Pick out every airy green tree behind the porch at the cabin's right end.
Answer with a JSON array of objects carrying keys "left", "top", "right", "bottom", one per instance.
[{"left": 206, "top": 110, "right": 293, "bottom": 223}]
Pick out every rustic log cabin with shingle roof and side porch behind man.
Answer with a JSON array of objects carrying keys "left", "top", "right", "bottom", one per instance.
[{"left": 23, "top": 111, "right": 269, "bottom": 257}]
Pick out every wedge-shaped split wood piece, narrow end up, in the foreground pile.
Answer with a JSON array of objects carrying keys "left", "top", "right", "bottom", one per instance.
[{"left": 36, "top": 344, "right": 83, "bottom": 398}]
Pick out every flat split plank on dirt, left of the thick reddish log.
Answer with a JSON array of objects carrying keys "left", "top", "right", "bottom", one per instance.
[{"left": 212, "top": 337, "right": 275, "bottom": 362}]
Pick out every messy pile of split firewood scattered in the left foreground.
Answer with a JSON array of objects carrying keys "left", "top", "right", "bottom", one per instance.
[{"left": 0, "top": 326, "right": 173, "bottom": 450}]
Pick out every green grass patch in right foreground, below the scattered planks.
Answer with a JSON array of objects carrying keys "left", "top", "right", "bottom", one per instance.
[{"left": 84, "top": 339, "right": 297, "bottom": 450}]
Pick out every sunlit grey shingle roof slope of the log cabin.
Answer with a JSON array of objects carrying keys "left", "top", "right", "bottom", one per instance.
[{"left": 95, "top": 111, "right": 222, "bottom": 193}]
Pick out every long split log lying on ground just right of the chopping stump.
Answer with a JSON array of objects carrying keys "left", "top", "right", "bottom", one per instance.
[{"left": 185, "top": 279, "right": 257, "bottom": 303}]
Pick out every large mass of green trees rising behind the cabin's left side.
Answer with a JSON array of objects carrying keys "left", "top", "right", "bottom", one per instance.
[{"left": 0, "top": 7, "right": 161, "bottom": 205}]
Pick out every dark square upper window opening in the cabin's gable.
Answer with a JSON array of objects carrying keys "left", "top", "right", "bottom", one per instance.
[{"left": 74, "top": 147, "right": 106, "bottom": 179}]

________________________________________

:: What the exercise asks ::
Set out every record in full, exactly as given.

:: Answer below ::
Pick out every airy green tree behind the porch at the cabin's right end.
Answer with a JSON array of objects carrying keys "left", "top", "right", "bottom", one per instance.
[{"left": 206, "top": 110, "right": 293, "bottom": 223}]
Pick out every rustic log cabin with shingle roof and side porch behind man.
Answer with a JSON array of objects carrying keys "left", "top", "right", "bottom", one per instance.
[{"left": 23, "top": 111, "right": 269, "bottom": 257}]
Pick out every wedge-shaped split wood piece, narrow end up, in the foreground pile.
Answer with a JSON array of objects carrying keys "left", "top", "right", "bottom", one per instance.
[{"left": 36, "top": 344, "right": 83, "bottom": 398}]
Pick out every flat split plank on dirt, left of the thick reddish log.
Answer with a JSON array of objects carrying keys "left", "top", "right", "bottom", one per instance.
[{"left": 212, "top": 337, "right": 275, "bottom": 362}]
Pick out every messy pile of split firewood scattered in the left foreground.
Answer with a JSON array of objects carrying keys "left", "top", "right", "bottom", one per instance.
[{"left": 0, "top": 326, "right": 173, "bottom": 450}]
Pick out every green grass patch in right foreground, below the scattered planks.
Answer with a JSON array of objects carrying keys "left", "top", "right", "bottom", one per instance.
[{"left": 84, "top": 339, "right": 297, "bottom": 450}]
Pick out every sunlit grey shingle roof slope of the log cabin.
Answer with a JSON array of objects carrying keys "left", "top", "right", "bottom", one per instance.
[{"left": 95, "top": 111, "right": 222, "bottom": 193}]
Pick out every long split log lying on ground just right of the chopping stump.
Answer with a JSON array of objects carrying keys "left", "top", "right", "bottom", one per instance.
[{"left": 185, "top": 279, "right": 257, "bottom": 303}]
Pick out every large mass of green trees rising behind the cabin's left side.
Answer with a JSON array of objects carrying keys "left", "top", "right", "bottom", one per instance.
[{"left": 0, "top": 7, "right": 161, "bottom": 205}]
Pick out every dark square upper window opening in the cabin's gable.
Answer with a JSON array of objects carrying keys "left", "top", "right", "bottom", one per instance.
[{"left": 74, "top": 147, "right": 106, "bottom": 179}]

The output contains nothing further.